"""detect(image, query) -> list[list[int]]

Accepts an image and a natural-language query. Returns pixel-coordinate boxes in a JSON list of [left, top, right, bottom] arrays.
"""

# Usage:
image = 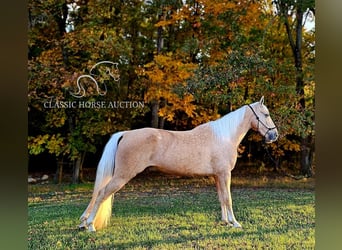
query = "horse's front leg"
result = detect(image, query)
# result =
[[216, 173, 241, 228]]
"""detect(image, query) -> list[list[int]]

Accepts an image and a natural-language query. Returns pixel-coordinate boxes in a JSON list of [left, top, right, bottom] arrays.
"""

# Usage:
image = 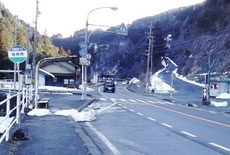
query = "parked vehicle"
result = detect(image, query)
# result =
[[103, 82, 115, 93]]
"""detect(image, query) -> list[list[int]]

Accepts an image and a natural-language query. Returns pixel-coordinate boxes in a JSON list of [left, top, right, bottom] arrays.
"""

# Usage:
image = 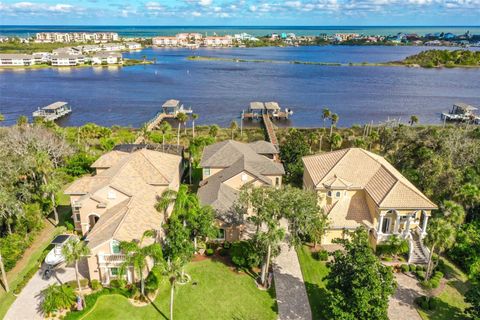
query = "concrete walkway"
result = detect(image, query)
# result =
[[4, 267, 81, 320], [388, 273, 425, 320], [273, 221, 312, 320]]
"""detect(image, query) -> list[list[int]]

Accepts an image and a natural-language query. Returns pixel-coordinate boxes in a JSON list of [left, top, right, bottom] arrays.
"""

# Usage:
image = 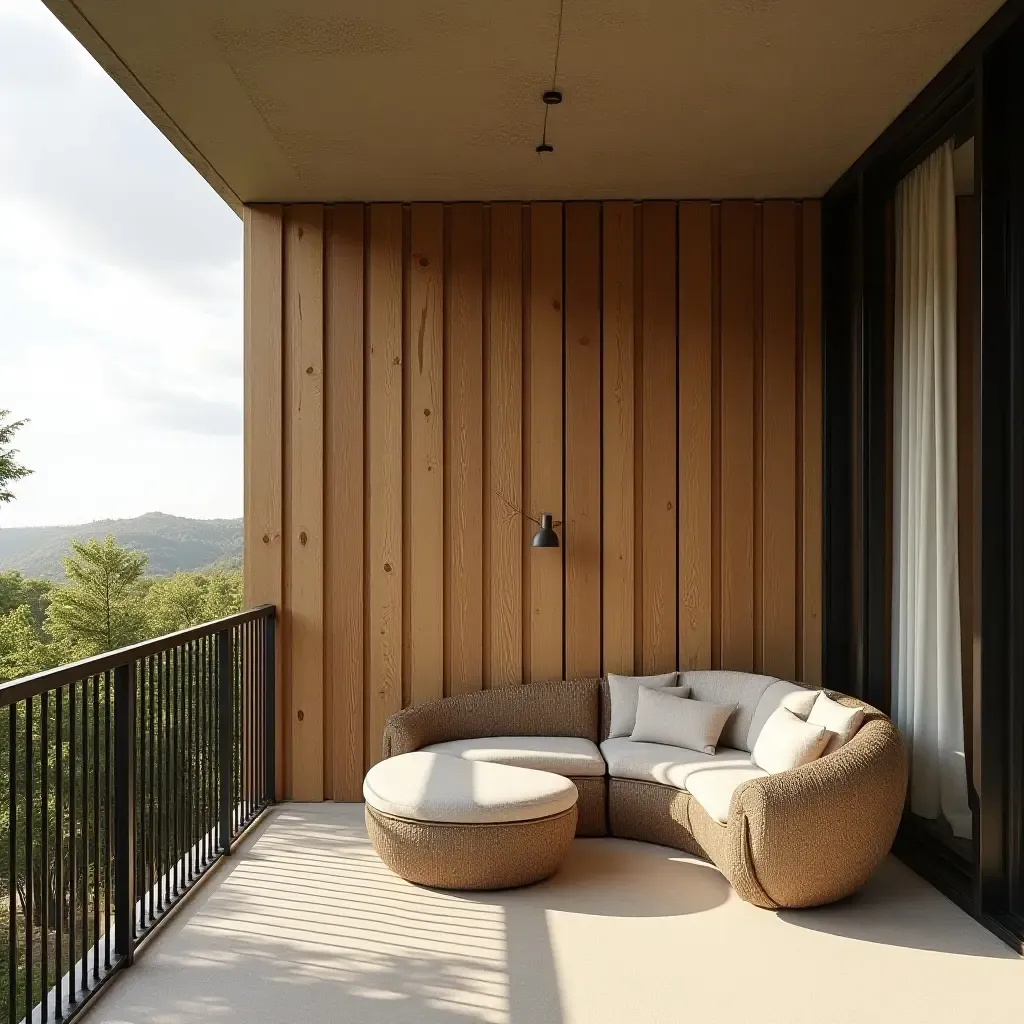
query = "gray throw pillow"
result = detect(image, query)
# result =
[[630, 689, 736, 754], [608, 672, 679, 739]]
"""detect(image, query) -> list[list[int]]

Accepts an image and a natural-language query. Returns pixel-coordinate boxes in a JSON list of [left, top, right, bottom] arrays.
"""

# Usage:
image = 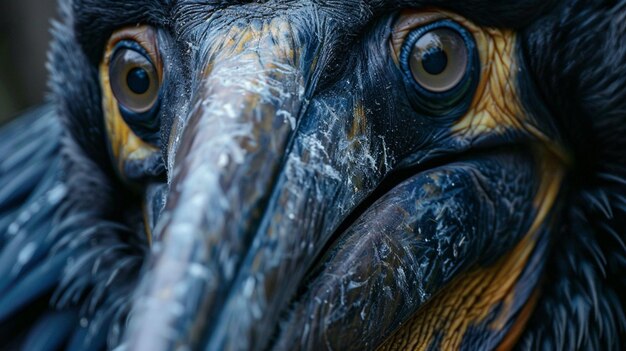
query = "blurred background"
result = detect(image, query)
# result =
[[0, 0, 56, 124]]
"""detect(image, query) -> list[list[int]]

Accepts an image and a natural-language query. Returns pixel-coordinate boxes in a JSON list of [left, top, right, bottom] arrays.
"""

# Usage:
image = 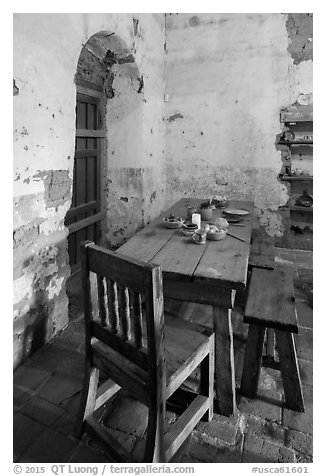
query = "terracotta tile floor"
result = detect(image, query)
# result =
[[14, 249, 313, 463]]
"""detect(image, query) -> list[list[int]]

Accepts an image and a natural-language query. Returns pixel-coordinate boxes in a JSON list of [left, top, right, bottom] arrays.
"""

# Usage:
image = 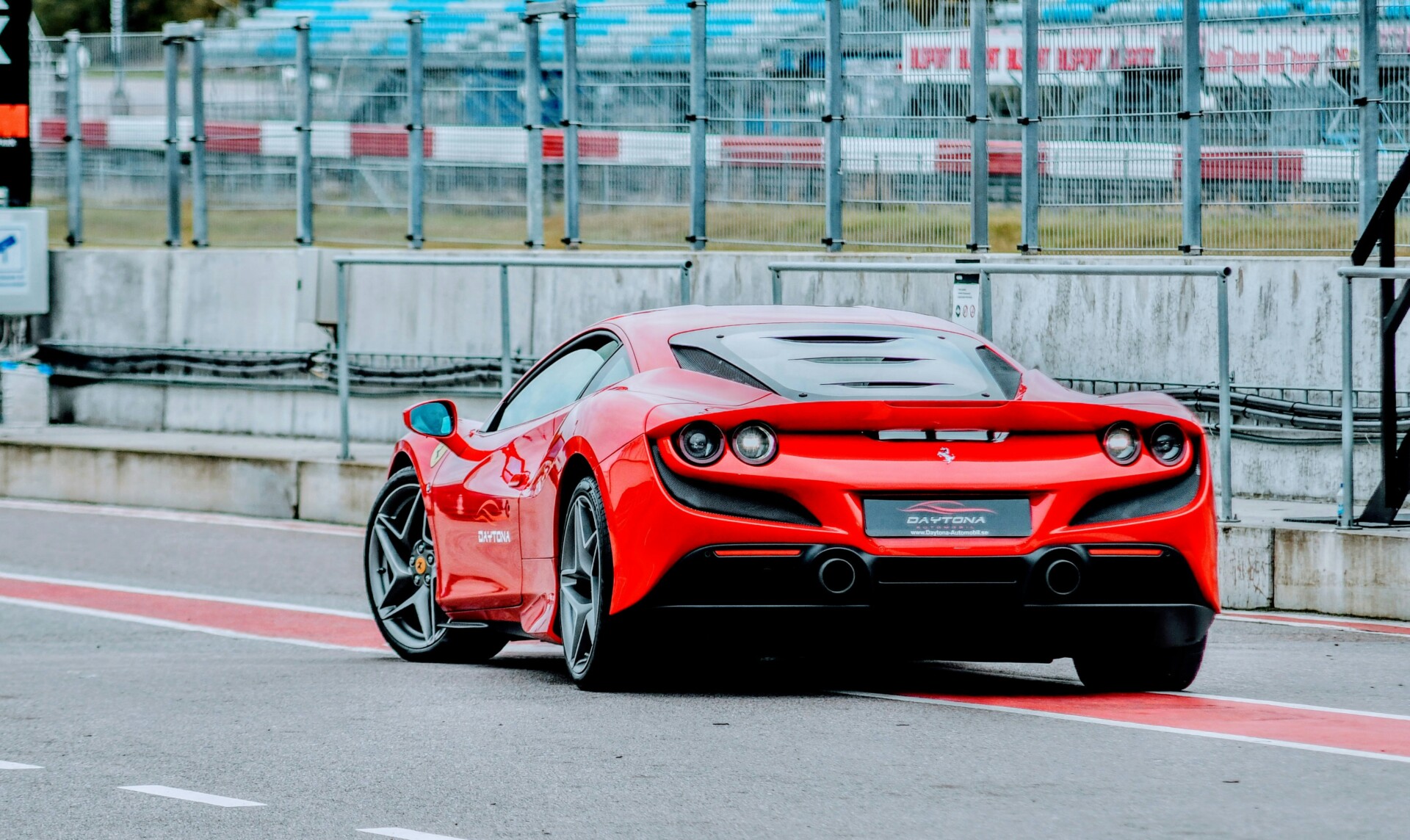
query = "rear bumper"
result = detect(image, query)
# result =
[[623, 544, 1214, 661]]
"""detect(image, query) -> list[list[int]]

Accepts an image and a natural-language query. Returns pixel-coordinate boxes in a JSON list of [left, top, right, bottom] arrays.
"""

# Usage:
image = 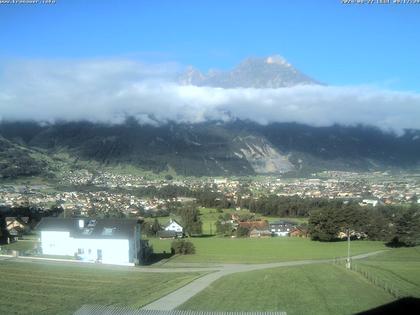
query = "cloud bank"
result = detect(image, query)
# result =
[[0, 60, 420, 131]]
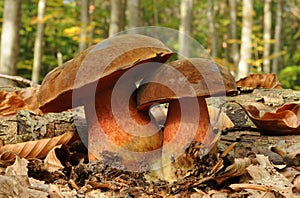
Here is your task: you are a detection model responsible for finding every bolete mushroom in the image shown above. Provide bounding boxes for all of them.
[38,34,173,171]
[137,58,236,181]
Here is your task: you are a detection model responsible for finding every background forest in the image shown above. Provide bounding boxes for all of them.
[0,0,300,90]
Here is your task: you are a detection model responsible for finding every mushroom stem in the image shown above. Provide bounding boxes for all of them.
[162,97,214,181]
[85,87,162,171]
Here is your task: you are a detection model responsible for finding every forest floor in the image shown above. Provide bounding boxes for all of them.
[0,89,300,198]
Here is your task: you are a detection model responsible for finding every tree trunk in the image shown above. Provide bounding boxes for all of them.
[32,0,47,83]
[127,0,140,33]
[207,0,218,57]
[229,0,240,68]
[79,0,89,52]
[272,0,283,74]
[263,0,272,73]
[178,0,193,58]
[0,0,22,85]
[109,0,123,37]
[237,0,253,79]
[88,0,96,46]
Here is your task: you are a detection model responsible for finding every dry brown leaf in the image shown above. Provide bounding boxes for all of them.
[242,103,300,135]
[247,155,293,197]
[0,132,79,161]
[293,175,300,193]
[215,158,257,184]
[208,106,234,130]
[44,145,69,173]
[236,74,282,89]
[5,157,28,175]
[0,87,39,116]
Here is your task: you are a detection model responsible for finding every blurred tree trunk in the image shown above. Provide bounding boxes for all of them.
[0,0,22,85]
[88,0,96,46]
[31,0,47,83]
[263,0,272,73]
[127,0,140,33]
[207,0,218,57]
[272,0,283,74]
[237,0,253,79]
[229,0,240,68]
[79,0,89,52]
[178,0,193,58]
[109,0,123,37]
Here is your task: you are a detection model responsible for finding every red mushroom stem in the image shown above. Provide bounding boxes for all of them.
[85,87,162,170]
[162,97,214,181]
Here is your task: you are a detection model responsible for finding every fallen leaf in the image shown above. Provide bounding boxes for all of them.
[0,132,79,161]
[44,145,69,173]
[247,155,293,197]
[214,158,257,184]
[5,157,28,175]
[208,106,234,130]
[242,103,300,135]
[236,74,282,89]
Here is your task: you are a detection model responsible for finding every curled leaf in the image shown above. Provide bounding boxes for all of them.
[0,132,79,161]
[236,74,282,89]
[44,145,69,173]
[207,106,234,130]
[242,103,300,135]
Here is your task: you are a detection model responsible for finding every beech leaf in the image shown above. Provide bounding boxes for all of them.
[44,145,69,173]
[236,74,282,89]
[242,103,300,135]
[0,132,79,161]
[208,106,234,130]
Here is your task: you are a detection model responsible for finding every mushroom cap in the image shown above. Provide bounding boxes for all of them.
[38,34,173,112]
[137,58,237,110]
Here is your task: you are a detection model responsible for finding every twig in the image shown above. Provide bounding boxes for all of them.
[0,74,38,87]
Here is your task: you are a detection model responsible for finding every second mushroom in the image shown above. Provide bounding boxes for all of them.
[137,58,236,181]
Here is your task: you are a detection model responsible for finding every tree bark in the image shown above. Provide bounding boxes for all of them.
[127,0,140,33]
[32,0,47,83]
[207,0,218,57]
[178,0,193,58]
[79,0,89,52]
[272,0,283,74]
[263,0,272,73]
[88,0,96,46]
[237,0,253,78]
[109,0,123,37]
[0,0,22,85]
[229,0,240,70]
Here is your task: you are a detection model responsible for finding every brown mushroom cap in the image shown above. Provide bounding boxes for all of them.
[38,34,173,112]
[137,58,236,110]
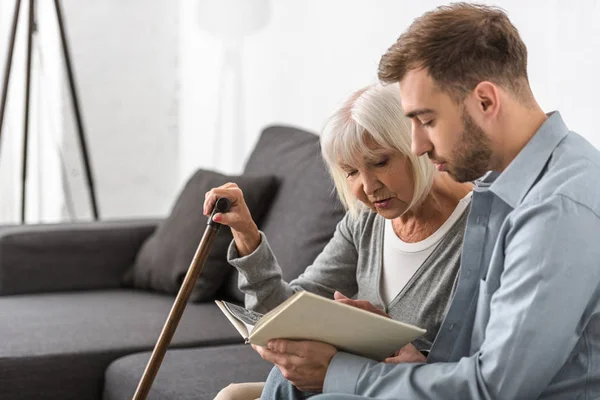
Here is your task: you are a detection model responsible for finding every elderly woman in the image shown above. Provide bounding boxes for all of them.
[204,85,472,399]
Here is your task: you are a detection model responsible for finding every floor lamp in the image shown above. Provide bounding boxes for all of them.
[0,0,99,223]
[198,0,270,170]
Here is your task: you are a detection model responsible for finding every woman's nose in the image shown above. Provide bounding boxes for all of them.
[363,174,381,196]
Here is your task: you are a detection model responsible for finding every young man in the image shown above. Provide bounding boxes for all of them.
[263,3,600,400]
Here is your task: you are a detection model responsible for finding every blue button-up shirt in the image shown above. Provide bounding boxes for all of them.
[323,112,600,399]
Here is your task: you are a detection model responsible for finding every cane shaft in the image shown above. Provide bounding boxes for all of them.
[133,225,218,400]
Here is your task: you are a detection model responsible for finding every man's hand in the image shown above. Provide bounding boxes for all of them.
[252,339,337,392]
[333,291,392,318]
[383,343,427,364]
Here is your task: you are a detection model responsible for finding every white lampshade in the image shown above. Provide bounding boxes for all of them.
[198,0,269,38]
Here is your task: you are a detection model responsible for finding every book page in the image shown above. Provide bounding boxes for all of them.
[222,301,263,334]
[249,292,425,361]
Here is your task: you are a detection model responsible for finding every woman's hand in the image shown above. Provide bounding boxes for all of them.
[333,290,392,318]
[203,182,260,257]
[383,343,427,364]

### Set task
Recast the lines of all the records above as a numbered list, dropping any blank lines and leaving the pictures out.

### Reply
1. """detect(image, query) -> list[list[int]]
2. Accepts an image and a natural-language query. Returns pixel-coordinate boxes in a JSON list of [left, top, right, bottom] arrays.
3. """
4. # Usage:
5. image = 
6. query = "horse's front leg"
7. result = detect(image, query)
8. # result =
9. [[216, 173, 241, 228]]
10. """detect(image, query) -> list[list[int]]
11. Accepts an image and a natural-language query. Returns pixel-coordinate boxes in a JSON list of [left, top, right, bottom] arrays.
12. """
13. # Usage:
14. image = 
15. query = "parked vehicle"
16. result = detect(image, query)
17. # result =
18. [[103, 82, 115, 93]]
19. """detect(image, query) -> list[list[int]]
20. Accepts an image and a natural-language query. Returns pixel-coordinate boxes in a JSON list of [left, top, right, bottom] arrays.
21. """
22. # Usage:
23. image = 
24. query = "concrete walkway"
25. result = detect(image, query)
26. # result =
27. [[4, 267, 81, 320], [388, 273, 425, 320], [273, 221, 312, 320]]
28. """detect(image, query) -> list[list[int]]
29. Accepts an image and a natural-language query. Returns pixel-coordinate boxes in a JSON list of [left, top, right, bottom] arrays.
30. """
31. # Usage:
32. image = 
33. query = "gray throw pillow"
34. result = detect(image, query)
35. # result =
36. [[630, 689, 736, 754], [608, 672, 679, 739]]
37. """detect(image, query) -> list[list[int]]
38. Accepts an image and a natural-language query. Returns pixel-coordinate boxes in a JSON list of [left, top, right, bottom] arrays.
39. """
40. # Usage:
41. image = 
42. query = "blurred background"
43. result = detect(image, query)
44. # result =
45. [[0, 0, 56, 124]]
46. """detect(image, query) -> list[list[int]]
47. Accepts an image and a natural-language query. Returns pixel-coordinate boxes in a JSON list of [left, top, right, bottom] arrays.
48. """
49. # Usage:
50. image = 
51. query = "terracotta tile floor"
52. result = detect(image, query)
53. # result =
54. [[14, 249, 313, 463]]
55. """detect(image, query) -> list[list[int]]
56. Accepts an image and a natural-language query. Returns pixel-coordinate boxes in a JSON list of [left, top, right, bottom] arrays.
57. """
58. # Usage:
59. image = 
60. query = "rear bumper"
61. result = detect(image, query)
62. # result =
63. [[623, 544, 1214, 661]]
64. """detect(image, query) -> list[list[int]]
65. Accepts an image and a natural-language query. Returns pixel-coordinate boxes in a JSON list of [left, top, right, bottom] arrays.
66. """
67. # Usage:
68. image = 
69. query = "cloud bank"
70. result = detect(image, query)
71. # result =
72. [[0, 60, 420, 131]]
73. Here is your task: you are a detection model responsible for finding every bolete mushroom in the image shown above. Provide bounding boxes for all of them.
74. [38,34,173,171]
75. [137,58,236,181]
76. Here is your task: you are a detection model responsible for finding every background forest in the image shown above. Provide bounding boxes for all of them.
77. [0,0,300,90]
78. Here is your task: you are a detection model responsible for finding every mushroom stem in the image shown above. Provide bounding boxes for all of them.
79. [162,97,214,181]
80. [85,87,162,171]
81. Here is your task: you are a detection model responsible for finding every forest floor in the image shown above. Provide bounding boxes for all of them.
82. [0,89,300,198]
83. Here is your task: you are a detection model responsible for finding every tree trunk in the image shown above. Provide bounding boxes for all of them.
84. [32,0,47,83]
85. [127,0,140,33]
86. [207,0,218,57]
87. [229,0,240,68]
88. [79,0,89,52]
89. [272,0,283,74]
90. [263,0,272,73]
91. [178,0,193,58]
92. [0,0,22,85]
93. [109,0,123,37]
94. [237,0,253,79]
95. [88,0,96,46]
96. Here is your task: you are a detection model responsible for finding every dry brown leaf in the image shown above. Provide bounding boxes for all of them.
97. [242,103,300,135]
98. [247,155,293,197]
99. [0,132,79,161]
100. [293,175,300,193]
101. [215,158,257,184]
102. [208,106,234,130]
103. [44,145,69,173]
104. [236,74,282,89]
105. [5,157,28,175]
106. [0,87,39,116]
107. Here is your task: you are a detection model responsible for finding every blurred tree trunk in the image shown above. Provide bounding boxes for all of them.
108. [0,0,22,85]
109. [88,0,96,46]
110. [31,0,47,83]
111. [263,0,272,73]
112. [127,0,140,33]
113. [207,0,218,57]
114. [272,0,283,74]
115. [237,0,253,79]
116. [229,0,240,68]
117. [79,0,89,52]
118. [178,0,193,58]
119. [109,0,123,37]
120. Here is your task: you are a detection model responsible for finding every red mushroom stem in the image shown above. Provide bounding boxes for all of them.
121. [85,87,162,170]
122. [162,97,214,181]
123. Here is your task: you are a detection model responsible for finding every fallen leaf in the image shown above. Provide bounding boxes for all of them.
124. [0,132,79,161]
125. [44,145,69,173]
126. [247,155,293,197]
127. [214,158,257,184]
128. [5,157,28,175]
129. [208,106,234,130]
130. [242,103,300,135]
131. [236,74,282,89]
132. Here is your task: you are a detection model responsible for finding every curled leaf in the image shown above. Provide bounding boxes for all of them.
133. [0,132,79,161]
134. [236,74,282,89]
135. [44,145,69,173]
136. [207,106,234,130]
137. [242,103,300,135]
138. Here is your task: you are a detection model responsible for finding every beech leaf in the image shown above. Provide bounding boxes for all of them.
139. [44,145,69,173]
140. [236,74,282,89]
141. [242,103,300,135]
142. [0,132,79,161]
143. [208,106,234,130]
144. Here is your task: you are a detection model responsible for finding every mushroom cap in the image shown above. Provide bounding boxes for all of them.
145. [38,34,173,112]
146. [137,58,237,110]
147. Here is your task: you are a detection model responsible for finding every twig in the image shown above. Provide bounding boxes for all of them.
148. [0,74,38,87]
149. Here is your task: you are a detection model responsible for finding every second mushroom in the image shown above. Provide bounding boxes for all of them.
150. [137,58,236,181]
151. Here is your task: you are a detection model responsible for finding every tree bark in the image shown above. Provide bounding boxes for all of them.
152. [127,0,140,33]
153. [32,0,47,83]
154. [207,0,218,57]
155. [178,0,193,58]
156. [79,0,89,52]
157. [272,0,283,74]
158. [263,0,272,73]
159. [88,0,96,46]
160. [237,0,253,78]
161. [109,0,123,37]
162. [0,0,22,85]
163. [229,0,240,70]
164. Here is your task: you are a detection model responsible for finding every brown mushroom cap in the image shown above. Provide bounding boxes for all of them.
165. [38,34,173,112]
166. [137,58,236,110]
167. Here is your task: you are a detection model responsible for finding every elderly woman in the image shown above. Provide bounding boxes for all of them.
168. [204,85,472,399]
169. Here is your task: you are a detection model responsible for finding every floor lamp in the image shown above. Provide bounding boxes for all of them.
170. [0,0,99,223]
171. [198,0,270,170]
172. Here is your task: you are a detection model responsible for finding every woman's nose in the image shown above. Provide bounding boxes for all of them.
173. [363,174,381,196]
174. Here is your task: you are a detection model responsible for finding every young man in the image shown above. Provide bounding boxes for all of them.
175. [263,3,600,400]
176. Here is your task: you are a detection model responsible for finding every blue button-up shirt in the image shown above. Provide bounding boxes for all of them.
177. [323,112,600,399]
178. Here is your task: you are a detection model responsible for finding every cane shaft in the image shown above. Provide bounding boxes for all of them.
179. [133,225,218,400]
180. Here is your task: you are a detection model responsible for finding every man's hand in the image shown above. Provide bounding boxes for all of them.
181. [252,339,337,392]
182. [333,291,392,318]
183. [383,343,427,364]
184. Here is your task: you are a detection model responsible for finding every white lampshade in the image shown above. Provide bounding boxes for all of them.
185. [198,0,269,38]
186. Here is your task: you are a detection model responsible for finding every book page in the image shown above. Provide bounding boxes for all of them.
187. [222,301,263,334]
188. [249,292,425,361]
189. Here is your task: you are a detection model responsible for finding every woman's hand in the image shown above. Provide bounding boxes for all of them.
190. [333,290,392,318]
191. [203,182,260,257]
192. [383,343,427,364]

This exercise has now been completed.